Count the lines in the records below that contain the string "outline" with matching case, and reply with only that number.

### Given entries ###

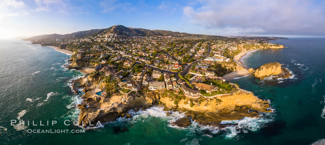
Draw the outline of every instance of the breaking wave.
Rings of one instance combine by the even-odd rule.
[[[323,96],[323,97],[324,98],[324,101],[323,103],[325,104],[325,95]],[[322,118],[325,119],[325,106],[324,106],[324,108],[323,108],[322,111],[322,113],[320,114],[320,117]]]
[[[315,142],[312,143],[311,145],[321,145],[325,144],[325,139],[318,139]]]
[[[29,102],[34,102],[33,101],[33,99],[31,99],[30,98],[27,98],[27,99],[26,99],[26,101],[29,101]]]
[[[57,93],[55,93],[53,92],[47,93],[47,96],[46,97],[46,99],[44,100],[44,102],[47,101],[50,98],[50,97],[54,95],[57,95]]]
[[[117,118],[114,123],[120,123],[128,120],[131,123],[139,121],[143,121],[149,117],[159,118],[169,123],[173,122],[177,119],[185,116],[185,112],[180,113],[178,111],[165,111],[163,110],[163,107],[159,106],[154,106],[144,110],[140,110],[136,112],[133,110],[129,110],[128,113],[133,117],[131,118]],[[272,109],[274,111],[274,109]],[[272,112],[274,111],[272,111]],[[166,113],[169,112],[170,115],[167,116]],[[190,131],[190,134],[194,134],[200,132],[202,136],[212,137],[213,134],[222,132],[226,139],[232,139],[239,137],[238,135],[240,132],[248,133],[249,131],[255,131],[262,128],[265,124],[269,123],[274,120],[274,114],[272,113],[262,113],[261,117],[258,119],[245,117],[244,118],[236,120],[224,120],[221,122],[222,124],[238,124],[237,125],[229,125],[224,128],[220,128],[217,127],[202,125],[197,122],[192,121],[192,124],[187,128],[183,128],[172,125],[168,123],[167,126],[177,129],[187,130]],[[102,126],[97,128],[102,127]],[[185,141],[187,139],[184,139]]]
[[[51,67],[51,68],[49,68],[49,69],[46,69],[45,70],[42,70],[42,71],[37,71],[37,72],[34,72],[32,73],[32,75],[34,75],[35,74],[36,74],[36,73],[39,73],[40,72],[43,72],[43,71],[46,71],[47,70],[52,70],[52,69],[54,69],[54,67]]]

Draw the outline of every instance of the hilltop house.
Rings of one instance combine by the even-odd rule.
[[[150,90],[162,90],[165,88],[165,82],[150,82],[149,83]]]
[[[199,96],[199,91],[192,89],[188,87],[185,84],[181,84],[181,88],[182,88],[182,90],[184,92],[184,95],[186,96],[190,97]]]
[[[212,85],[212,83],[211,85],[201,83],[193,83],[192,84],[194,85],[195,88],[199,89],[199,90],[203,90],[205,91],[207,93],[211,94],[214,91],[216,91],[217,87],[215,86]]]
[[[162,75],[162,73],[156,70],[153,70],[152,71],[152,78],[156,79],[159,78]]]
[[[167,89],[168,90],[173,89],[173,84],[172,83],[172,82],[170,81],[166,82],[166,87],[167,88]]]

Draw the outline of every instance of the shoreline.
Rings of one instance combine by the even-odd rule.
[[[72,55],[74,53],[74,52],[73,52],[68,50],[66,50],[64,49],[59,49],[56,46],[44,46],[43,45],[41,45],[42,46],[45,46],[46,47],[51,47],[51,48],[53,48],[54,49],[54,50],[57,51],[59,51],[61,53],[65,53],[68,55]]]
[[[245,77],[248,76],[248,75],[252,75],[252,74],[250,72],[248,72],[247,66],[245,65],[242,61],[240,61],[240,59],[242,57],[246,55],[247,53],[253,51],[257,50],[259,50],[260,49],[245,51],[241,52],[234,56],[233,58],[234,61],[239,66],[245,69],[245,70],[232,72],[226,74],[222,77],[226,81],[229,81],[234,79],[235,78]]]

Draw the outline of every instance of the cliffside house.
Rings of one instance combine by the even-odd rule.
[[[167,89],[168,90],[173,89],[173,84],[172,83],[172,82],[170,81],[166,83],[166,86]]]
[[[131,62],[129,61],[126,61],[123,63],[123,66],[125,67],[131,67],[132,66],[132,64],[133,63],[133,62]]]
[[[205,65],[196,65],[195,66],[195,69],[202,69],[203,70],[206,70],[209,68],[208,66]]]
[[[207,93],[211,94],[212,93],[217,90],[217,87],[214,85],[212,85],[212,83],[211,85],[201,83],[201,82],[193,83],[192,83],[195,88],[198,89],[199,90],[203,90],[205,91]]]
[[[174,89],[174,90],[177,90],[180,87],[180,85],[178,84],[178,83],[177,82],[177,81],[173,81],[172,82],[173,84],[173,87]]]
[[[150,82],[149,83],[149,89],[150,90],[162,90],[165,88],[164,82]]]
[[[211,72],[206,70],[198,70],[196,72],[196,73],[199,74],[199,76],[202,76],[203,74],[205,75],[214,75],[214,72]]]
[[[170,82],[171,81],[170,79],[170,77],[169,77],[169,75],[167,75],[164,76],[164,78],[165,80],[165,82]]]
[[[152,71],[152,78],[156,79],[159,78],[162,75],[162,73],[156,70],[153,70]]]
[[[140,83],[138,81],[132,81],[126,82],[126,86],[130,89],[137,90],[140,88]]]
[[[186,96],[190,97],[199,96],[199,91],[192,89],[188,86],[187,85],[185,84],[181,84],[181,88],[182,88],[182,90],[184,92],[184,95]]]
[[[141,72],[139,73],[133,74],[132,75],[132,77],[134,78],[141,78],[142,77],[143,74],[143,72]]]
[[[147,85],[149,84],[149,80],[150,78],[150,75],[148,74],[145,74],[143,76],[143,79],[142,80],[142,84]]]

###

**Worked answer:**
4